* ABOUT THIS TASK
Each line below either holds the string "tree" or doesn't. Count those that do and give only the number.

* Free-text object descriptions
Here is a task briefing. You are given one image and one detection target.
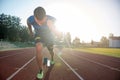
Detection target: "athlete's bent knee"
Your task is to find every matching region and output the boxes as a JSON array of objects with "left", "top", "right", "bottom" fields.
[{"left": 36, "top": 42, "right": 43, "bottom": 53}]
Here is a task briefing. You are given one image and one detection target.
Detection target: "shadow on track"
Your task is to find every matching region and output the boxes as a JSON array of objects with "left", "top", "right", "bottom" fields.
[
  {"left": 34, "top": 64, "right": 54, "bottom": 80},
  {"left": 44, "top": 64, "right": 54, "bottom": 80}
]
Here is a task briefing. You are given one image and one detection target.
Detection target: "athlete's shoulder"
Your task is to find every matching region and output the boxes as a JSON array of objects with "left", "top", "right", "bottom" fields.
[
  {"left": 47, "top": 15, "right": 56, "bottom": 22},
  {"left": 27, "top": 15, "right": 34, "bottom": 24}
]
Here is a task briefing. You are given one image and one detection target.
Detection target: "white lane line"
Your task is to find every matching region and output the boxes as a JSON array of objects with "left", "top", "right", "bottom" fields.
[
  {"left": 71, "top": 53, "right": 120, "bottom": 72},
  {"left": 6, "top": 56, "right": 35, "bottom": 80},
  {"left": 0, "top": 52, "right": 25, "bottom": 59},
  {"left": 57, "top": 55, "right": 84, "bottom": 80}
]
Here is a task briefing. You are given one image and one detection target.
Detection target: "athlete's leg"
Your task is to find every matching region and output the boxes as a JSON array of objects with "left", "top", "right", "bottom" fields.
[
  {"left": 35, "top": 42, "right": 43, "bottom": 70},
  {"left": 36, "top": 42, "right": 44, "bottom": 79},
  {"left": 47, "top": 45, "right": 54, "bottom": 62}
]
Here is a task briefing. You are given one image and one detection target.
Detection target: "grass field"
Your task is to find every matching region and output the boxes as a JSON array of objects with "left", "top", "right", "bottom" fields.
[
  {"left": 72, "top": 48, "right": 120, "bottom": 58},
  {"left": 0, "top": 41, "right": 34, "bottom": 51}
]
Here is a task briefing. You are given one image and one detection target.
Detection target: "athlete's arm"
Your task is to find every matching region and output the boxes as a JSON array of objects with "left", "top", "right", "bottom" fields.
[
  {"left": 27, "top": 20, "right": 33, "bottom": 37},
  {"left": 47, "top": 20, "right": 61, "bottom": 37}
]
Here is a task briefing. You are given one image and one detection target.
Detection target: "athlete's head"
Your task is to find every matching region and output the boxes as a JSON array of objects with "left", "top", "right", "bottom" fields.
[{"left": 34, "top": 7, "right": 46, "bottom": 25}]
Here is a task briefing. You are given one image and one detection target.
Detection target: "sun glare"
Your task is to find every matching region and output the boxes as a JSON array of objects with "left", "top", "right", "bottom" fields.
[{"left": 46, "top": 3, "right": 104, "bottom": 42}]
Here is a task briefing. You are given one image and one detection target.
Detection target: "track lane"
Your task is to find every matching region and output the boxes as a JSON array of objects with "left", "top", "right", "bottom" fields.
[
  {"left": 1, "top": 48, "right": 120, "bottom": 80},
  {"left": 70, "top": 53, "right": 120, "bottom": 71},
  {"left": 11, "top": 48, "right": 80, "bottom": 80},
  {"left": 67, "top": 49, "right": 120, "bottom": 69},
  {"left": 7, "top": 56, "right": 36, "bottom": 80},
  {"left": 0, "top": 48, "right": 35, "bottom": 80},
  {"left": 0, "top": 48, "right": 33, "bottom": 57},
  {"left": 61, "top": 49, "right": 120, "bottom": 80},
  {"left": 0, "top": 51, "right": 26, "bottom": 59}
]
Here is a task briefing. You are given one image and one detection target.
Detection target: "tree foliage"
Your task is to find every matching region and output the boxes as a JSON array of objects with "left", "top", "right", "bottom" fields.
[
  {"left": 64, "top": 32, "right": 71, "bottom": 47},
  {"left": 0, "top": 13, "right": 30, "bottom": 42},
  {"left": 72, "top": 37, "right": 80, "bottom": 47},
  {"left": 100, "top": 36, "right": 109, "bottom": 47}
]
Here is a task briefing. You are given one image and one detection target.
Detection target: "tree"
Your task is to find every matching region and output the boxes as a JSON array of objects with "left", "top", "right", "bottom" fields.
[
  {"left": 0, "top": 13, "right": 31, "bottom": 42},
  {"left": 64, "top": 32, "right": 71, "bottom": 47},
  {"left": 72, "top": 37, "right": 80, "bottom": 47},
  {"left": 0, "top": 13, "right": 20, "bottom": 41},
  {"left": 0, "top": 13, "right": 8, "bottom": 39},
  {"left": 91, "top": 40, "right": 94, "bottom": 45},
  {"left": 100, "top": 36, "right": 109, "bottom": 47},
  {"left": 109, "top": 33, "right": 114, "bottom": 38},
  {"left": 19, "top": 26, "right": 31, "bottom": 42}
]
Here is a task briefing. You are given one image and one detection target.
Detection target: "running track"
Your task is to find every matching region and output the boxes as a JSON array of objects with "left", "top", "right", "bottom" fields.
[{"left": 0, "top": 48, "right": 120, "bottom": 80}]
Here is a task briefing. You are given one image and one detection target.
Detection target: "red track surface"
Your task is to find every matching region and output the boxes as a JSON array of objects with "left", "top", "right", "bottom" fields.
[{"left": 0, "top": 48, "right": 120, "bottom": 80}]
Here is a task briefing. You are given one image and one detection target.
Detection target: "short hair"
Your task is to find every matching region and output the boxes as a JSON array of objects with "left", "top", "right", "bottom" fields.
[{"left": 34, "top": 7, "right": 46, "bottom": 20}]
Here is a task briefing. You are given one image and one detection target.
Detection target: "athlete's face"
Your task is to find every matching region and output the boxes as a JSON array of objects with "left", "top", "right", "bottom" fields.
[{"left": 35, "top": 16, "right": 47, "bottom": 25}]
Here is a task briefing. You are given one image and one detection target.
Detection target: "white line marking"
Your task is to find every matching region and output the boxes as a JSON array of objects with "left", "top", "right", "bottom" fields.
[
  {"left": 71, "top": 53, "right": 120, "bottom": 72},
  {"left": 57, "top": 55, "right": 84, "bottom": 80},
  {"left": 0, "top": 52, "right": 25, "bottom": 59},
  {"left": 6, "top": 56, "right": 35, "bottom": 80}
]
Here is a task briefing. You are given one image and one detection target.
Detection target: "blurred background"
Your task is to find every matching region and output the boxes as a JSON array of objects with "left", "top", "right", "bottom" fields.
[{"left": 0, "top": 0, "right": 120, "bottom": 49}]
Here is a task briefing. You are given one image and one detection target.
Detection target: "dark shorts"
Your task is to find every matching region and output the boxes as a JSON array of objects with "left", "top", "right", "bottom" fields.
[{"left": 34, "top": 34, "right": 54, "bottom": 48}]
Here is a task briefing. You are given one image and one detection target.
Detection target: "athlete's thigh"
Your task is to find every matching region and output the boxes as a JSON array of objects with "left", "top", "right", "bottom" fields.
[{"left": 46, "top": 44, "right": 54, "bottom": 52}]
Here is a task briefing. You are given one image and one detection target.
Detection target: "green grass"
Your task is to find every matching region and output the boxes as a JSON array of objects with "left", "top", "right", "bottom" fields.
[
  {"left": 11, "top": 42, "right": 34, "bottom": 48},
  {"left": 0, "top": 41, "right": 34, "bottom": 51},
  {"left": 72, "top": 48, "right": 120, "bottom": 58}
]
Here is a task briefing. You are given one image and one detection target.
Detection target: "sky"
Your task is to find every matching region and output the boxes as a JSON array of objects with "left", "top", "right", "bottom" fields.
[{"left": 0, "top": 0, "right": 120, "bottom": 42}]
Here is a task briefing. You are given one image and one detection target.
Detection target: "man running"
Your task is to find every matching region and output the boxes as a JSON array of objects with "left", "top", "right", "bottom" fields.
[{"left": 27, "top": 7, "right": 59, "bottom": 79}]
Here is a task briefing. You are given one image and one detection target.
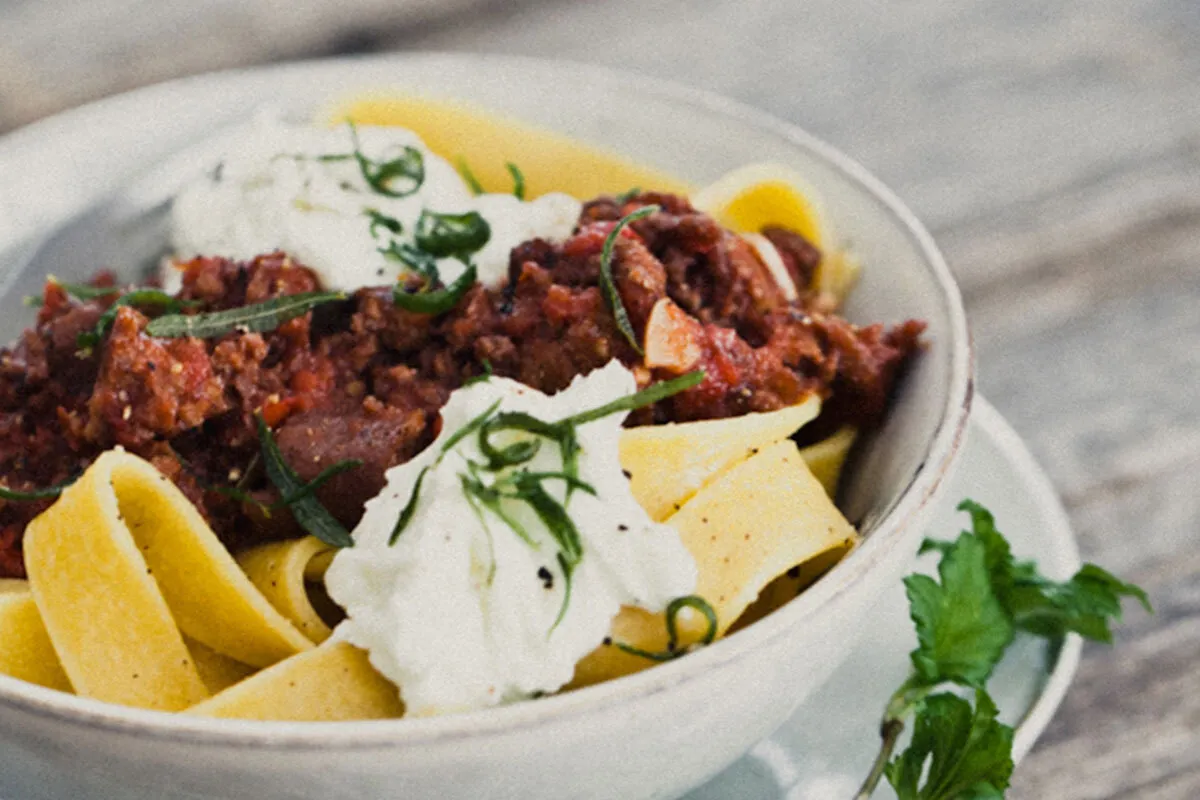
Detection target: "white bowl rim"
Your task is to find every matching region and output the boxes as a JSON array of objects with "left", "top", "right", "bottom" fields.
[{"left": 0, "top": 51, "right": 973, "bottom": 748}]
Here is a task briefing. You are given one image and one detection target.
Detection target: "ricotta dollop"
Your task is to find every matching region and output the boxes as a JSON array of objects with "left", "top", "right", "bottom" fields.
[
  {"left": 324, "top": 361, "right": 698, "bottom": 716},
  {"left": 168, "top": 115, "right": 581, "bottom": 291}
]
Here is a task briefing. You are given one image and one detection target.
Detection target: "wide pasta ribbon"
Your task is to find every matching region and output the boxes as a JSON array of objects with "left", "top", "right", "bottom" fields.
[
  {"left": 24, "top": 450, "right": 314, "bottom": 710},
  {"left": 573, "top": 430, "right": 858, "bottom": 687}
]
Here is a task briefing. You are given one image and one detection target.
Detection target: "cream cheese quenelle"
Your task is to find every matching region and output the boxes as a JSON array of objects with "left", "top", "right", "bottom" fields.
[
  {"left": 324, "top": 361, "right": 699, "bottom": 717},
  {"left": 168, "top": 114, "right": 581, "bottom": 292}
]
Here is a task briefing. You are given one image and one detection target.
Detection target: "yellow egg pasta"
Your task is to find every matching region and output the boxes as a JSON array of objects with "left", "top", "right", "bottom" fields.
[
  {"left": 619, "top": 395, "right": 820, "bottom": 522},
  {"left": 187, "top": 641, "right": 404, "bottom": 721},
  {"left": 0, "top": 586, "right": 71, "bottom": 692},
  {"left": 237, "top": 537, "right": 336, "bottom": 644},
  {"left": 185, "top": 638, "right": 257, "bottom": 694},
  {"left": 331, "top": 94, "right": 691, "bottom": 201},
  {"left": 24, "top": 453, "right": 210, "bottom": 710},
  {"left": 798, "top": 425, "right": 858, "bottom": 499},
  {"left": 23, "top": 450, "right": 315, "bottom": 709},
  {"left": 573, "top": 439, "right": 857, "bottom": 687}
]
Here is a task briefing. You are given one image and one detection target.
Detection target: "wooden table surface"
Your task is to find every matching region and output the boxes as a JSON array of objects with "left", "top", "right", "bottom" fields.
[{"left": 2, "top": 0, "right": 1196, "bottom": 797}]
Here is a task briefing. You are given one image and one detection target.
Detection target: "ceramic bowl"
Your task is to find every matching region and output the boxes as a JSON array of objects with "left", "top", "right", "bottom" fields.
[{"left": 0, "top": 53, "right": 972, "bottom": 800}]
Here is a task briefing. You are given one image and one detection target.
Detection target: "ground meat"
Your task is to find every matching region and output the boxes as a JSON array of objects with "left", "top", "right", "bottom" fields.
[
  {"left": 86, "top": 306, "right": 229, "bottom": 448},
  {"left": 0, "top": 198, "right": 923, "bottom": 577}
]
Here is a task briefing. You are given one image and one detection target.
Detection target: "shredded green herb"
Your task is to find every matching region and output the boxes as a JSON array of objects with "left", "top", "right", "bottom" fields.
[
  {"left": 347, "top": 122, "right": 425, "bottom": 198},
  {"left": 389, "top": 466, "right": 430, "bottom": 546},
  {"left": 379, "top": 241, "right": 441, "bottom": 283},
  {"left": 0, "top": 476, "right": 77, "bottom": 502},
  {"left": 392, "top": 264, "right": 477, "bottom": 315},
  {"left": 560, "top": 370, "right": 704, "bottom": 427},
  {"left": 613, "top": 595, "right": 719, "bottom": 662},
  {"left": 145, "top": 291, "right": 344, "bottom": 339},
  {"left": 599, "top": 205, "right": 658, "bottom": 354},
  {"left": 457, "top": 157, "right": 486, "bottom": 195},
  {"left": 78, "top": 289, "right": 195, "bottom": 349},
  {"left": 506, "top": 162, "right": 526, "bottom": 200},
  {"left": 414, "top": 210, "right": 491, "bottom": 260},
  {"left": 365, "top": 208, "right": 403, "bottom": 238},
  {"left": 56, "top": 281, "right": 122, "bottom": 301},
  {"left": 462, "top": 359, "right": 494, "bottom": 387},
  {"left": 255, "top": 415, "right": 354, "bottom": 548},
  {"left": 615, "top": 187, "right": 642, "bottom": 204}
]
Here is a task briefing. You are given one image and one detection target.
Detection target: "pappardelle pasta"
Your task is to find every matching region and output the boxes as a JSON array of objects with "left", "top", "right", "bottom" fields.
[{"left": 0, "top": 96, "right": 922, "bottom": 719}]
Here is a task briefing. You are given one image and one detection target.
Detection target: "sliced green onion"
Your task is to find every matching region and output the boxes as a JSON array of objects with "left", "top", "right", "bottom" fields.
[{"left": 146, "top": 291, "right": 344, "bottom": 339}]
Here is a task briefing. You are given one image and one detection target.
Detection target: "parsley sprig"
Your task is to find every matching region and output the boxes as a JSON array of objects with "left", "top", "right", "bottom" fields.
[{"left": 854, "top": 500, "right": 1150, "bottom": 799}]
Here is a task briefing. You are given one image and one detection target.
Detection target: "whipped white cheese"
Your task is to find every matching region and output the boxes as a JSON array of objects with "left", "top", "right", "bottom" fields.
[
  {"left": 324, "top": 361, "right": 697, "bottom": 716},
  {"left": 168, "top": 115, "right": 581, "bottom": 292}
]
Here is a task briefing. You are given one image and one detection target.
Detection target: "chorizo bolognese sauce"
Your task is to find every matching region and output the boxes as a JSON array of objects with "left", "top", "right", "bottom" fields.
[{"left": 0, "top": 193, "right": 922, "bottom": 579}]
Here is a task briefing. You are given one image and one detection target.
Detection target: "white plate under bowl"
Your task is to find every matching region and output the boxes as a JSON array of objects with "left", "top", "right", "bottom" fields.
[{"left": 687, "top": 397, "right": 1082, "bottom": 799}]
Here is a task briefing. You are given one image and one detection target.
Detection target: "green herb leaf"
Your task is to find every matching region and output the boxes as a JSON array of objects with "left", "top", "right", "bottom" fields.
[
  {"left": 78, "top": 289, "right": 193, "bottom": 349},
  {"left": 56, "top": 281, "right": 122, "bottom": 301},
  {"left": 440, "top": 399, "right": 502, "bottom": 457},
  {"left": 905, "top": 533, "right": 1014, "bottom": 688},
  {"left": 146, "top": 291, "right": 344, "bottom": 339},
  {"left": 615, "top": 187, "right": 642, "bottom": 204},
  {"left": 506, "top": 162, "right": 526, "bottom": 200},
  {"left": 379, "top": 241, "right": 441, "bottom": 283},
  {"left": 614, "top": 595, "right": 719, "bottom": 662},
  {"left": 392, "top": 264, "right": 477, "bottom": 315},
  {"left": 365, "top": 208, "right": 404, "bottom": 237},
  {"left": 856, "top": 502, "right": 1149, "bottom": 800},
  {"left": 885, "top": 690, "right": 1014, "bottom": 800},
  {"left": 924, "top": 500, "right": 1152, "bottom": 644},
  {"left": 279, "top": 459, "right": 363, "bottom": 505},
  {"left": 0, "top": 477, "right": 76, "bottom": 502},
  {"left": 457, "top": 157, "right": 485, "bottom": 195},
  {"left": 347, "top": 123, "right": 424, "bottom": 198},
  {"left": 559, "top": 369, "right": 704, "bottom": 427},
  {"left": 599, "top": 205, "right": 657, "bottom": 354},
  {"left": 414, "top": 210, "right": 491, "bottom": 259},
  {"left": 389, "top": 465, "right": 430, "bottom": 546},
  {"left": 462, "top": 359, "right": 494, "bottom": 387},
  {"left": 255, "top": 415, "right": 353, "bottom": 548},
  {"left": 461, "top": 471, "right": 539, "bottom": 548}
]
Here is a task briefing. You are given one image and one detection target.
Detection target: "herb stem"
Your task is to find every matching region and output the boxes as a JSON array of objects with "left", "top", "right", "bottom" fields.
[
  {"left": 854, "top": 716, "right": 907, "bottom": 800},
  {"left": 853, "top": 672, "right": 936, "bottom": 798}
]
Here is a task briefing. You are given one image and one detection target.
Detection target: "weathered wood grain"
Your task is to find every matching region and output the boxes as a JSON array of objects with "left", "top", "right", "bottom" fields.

* RESPONSE AREA
2